● To do:
Please count how many lines of the material below contain the string "window". Case counts. Give only the number.

BEGIN Data

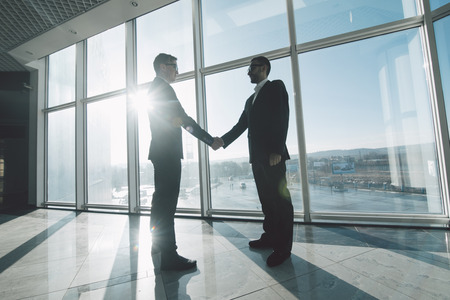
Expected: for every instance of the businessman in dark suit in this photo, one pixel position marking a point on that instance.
(167, 116)
(266, 117)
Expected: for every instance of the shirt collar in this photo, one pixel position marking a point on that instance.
(260, 85)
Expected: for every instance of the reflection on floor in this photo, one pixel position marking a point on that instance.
(53, 254)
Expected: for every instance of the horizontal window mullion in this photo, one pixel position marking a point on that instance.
(361, 34)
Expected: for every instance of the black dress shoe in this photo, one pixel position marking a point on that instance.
(260, 244)
(176, 263)
(277, 258)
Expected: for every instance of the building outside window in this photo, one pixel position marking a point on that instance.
(359, 95)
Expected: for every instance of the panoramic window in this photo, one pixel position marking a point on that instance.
(190, 182)
(232, 183)
(369, 131)
(107, 152)
(320, 19)
(256, 26)
(438, 3)
(61, 77)
(61, 156)
(106, 61)
(442, 30)
(175, 38)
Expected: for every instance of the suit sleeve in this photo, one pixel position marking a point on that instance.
(279, 107)
(168, 109)
(193, 128)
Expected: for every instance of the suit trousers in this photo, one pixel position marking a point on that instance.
(167, 172)
(276, 204)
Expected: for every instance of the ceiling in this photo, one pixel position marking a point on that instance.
(32, 29)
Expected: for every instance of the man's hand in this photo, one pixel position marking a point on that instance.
(218, 142)
(274, 159)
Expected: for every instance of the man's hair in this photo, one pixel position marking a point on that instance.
(263, 60)
(162, 58)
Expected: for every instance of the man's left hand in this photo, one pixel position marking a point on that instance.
(274, 159)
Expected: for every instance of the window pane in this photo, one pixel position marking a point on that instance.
(106, 61)
(442, 31)
(234, 29)
(438, 3)
(61, 156)
(107, 152)
(320, 19)
(190, 182)
(369, 131)
(61, 77)
(175, 38)
(232, 183)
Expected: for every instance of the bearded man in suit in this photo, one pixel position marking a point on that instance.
(167, 116)
(266, 116)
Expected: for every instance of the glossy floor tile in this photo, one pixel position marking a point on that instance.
(58, 254)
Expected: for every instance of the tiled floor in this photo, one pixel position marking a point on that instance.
(53, 254)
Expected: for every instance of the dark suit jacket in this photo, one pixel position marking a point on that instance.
(163, 113)
(267, 122)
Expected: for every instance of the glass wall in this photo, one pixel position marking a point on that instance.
(107, 152)
(368, 125)
(438, 3)
(61, 77)
(359, 93)
(61, 156)
(234, 29)
(61, 127)
(442, 30)
(106, 61)
(321, 19)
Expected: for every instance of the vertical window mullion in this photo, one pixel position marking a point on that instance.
(80, 127)
(437, 102)
(132, 130)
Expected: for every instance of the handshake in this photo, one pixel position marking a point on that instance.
(218, 142)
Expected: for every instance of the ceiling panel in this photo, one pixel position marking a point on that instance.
(23, 20)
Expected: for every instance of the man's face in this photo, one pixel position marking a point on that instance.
(169, 71)
(256, 72)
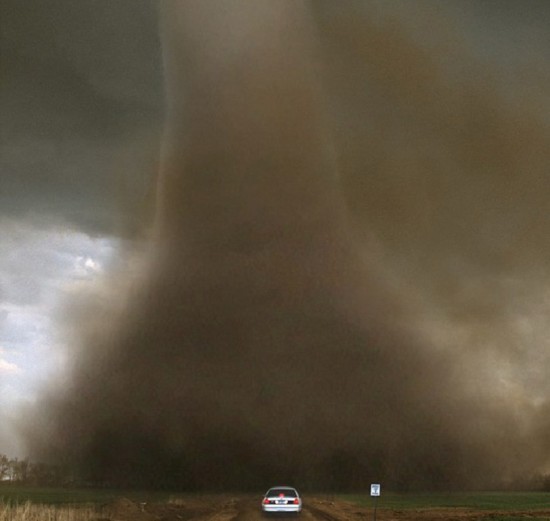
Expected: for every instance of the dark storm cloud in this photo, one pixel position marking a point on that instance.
(349, 275)
(80, 102)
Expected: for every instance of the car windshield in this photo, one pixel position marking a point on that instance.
(287, 492)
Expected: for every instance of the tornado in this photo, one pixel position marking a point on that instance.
(262, 345)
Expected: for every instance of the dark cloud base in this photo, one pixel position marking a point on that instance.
(264, 344)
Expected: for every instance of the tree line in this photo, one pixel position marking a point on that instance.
(15, 470)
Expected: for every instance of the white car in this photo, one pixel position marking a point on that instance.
(281, 499)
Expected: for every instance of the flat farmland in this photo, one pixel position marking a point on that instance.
(30, 504)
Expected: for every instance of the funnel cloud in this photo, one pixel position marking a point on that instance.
(347, 280)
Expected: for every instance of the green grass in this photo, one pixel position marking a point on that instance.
(476, 500)
(19, 494)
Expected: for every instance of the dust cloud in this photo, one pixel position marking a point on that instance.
(348, 279)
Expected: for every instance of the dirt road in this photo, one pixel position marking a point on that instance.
(247, 508)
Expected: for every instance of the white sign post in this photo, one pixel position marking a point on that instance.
(375, 493)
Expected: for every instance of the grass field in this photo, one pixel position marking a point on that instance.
(15, 494)
(67, 504)
(474, 500)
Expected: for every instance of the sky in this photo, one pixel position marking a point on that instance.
(455, 212)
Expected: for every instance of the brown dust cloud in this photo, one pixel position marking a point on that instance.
(347, 280)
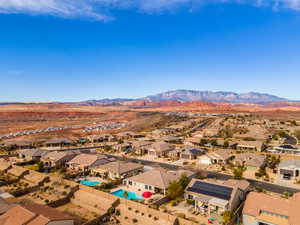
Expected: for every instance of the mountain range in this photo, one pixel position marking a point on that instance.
(181, 96)
(205, 96)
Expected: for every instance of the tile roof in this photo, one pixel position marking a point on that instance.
(86, 159)
(290, 164)
(157, 178)
(250, 159)
(161, 146)
(57, 155)
(120, 167)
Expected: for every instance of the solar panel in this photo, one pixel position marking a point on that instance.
(213, 190)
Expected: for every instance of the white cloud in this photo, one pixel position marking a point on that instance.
(100, 9)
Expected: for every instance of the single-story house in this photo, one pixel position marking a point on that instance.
(58, 158)
(286, 149)
(84, 162)
(192, 141)
(141, 147)
(58, 142)
(250, 160)
(118, 170)
(160, 149)
(289, 169)
(171, 139)
(265, 209)
(163, 131)
(128, 135)
(220, 156)
(17, 144)
(32, 154)
(156, 180)
(124, 147)
(216, 197)
(250, 145)
(190, 153)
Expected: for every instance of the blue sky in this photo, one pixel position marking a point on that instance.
(71, 50)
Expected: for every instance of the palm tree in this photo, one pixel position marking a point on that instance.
(125, 194)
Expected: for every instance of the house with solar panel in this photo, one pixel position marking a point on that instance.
(214, 198)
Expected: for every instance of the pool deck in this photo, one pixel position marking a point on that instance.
(140, 193)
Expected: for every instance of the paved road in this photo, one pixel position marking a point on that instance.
(290, 140)
(211, 174)
(264, 185)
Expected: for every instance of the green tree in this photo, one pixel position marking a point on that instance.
(40, 166)
(238, 172)
(214, 142)
(125, 194)
(176, 188)
(297, 134)
(203, 142)
(227, 217)
(226, 144)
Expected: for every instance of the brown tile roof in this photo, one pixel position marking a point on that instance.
(250, 159)
(86, 159)
(57, 155)
(220, 154)
(120, 167)
(161, 146)
(256, 202)
(157, 178)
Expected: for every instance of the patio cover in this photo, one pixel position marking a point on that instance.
(218, 202)
(202, 198)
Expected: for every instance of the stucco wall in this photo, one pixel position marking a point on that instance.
(249, 220)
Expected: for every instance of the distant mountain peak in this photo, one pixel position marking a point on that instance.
(218, 96)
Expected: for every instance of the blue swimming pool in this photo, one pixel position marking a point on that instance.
(90, 183)
(130, 195)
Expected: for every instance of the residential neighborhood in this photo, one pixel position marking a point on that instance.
(208, 180)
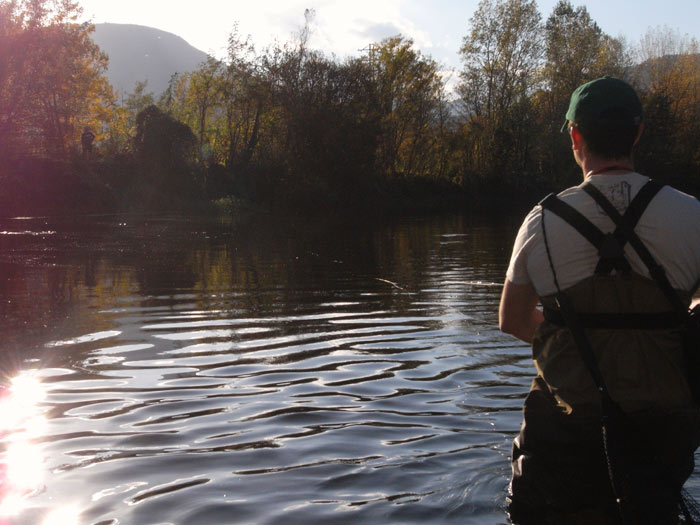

END Data

● Full solution:
5